Required work:
From the line containing "In this exercise you will label the roof" through the last line of the entries below, repeat each line word for word and leave out the rest.

Provided records:
####

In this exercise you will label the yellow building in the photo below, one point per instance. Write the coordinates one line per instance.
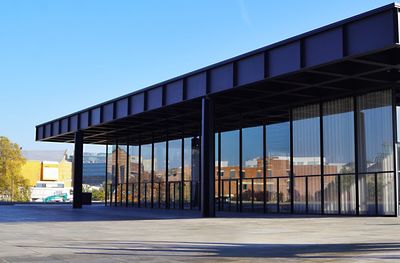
(47, 166)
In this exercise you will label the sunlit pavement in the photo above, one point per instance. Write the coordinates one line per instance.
(57, 233)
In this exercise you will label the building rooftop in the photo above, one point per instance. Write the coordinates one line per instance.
(50, 156)
(347, 57)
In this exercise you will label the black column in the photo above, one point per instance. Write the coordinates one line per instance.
(207, 158)
(78, 159)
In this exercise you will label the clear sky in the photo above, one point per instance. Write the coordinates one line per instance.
(57, 57)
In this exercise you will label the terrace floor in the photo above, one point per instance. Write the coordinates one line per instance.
(57, 233)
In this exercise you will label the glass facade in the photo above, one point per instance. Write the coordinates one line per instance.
(229, 171)
(191, 172)
(252, 169)
(277, 158)
(159, 175)
(174, 174)
(332, 157)
(133, 176)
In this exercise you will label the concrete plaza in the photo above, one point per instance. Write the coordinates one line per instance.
(57, 233)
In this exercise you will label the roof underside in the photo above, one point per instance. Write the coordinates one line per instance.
(353, 56)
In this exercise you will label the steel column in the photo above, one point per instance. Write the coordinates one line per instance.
(106, 185)
(395, 140)
(78, 170)
(356, 142)
(207, 158)
(321, 154)
(116, 174)
(291, 161)
(127, 173)
(182, 193)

####

Solution for this task:
In this exercise you will label the roof underside in the photo above, one point per instance. Write the coordinates one line per instance.
(353, 56)
In this exercise you will label the steel column in the photo above, one point per instance. Write the coordinates one line per instance.
(106, 185)
(395, 140)
(78, 170)
(356, 142)
(207, 158)
(321, 154)
(116, 174)
(291, 161)
(127, 173)
(182, 193)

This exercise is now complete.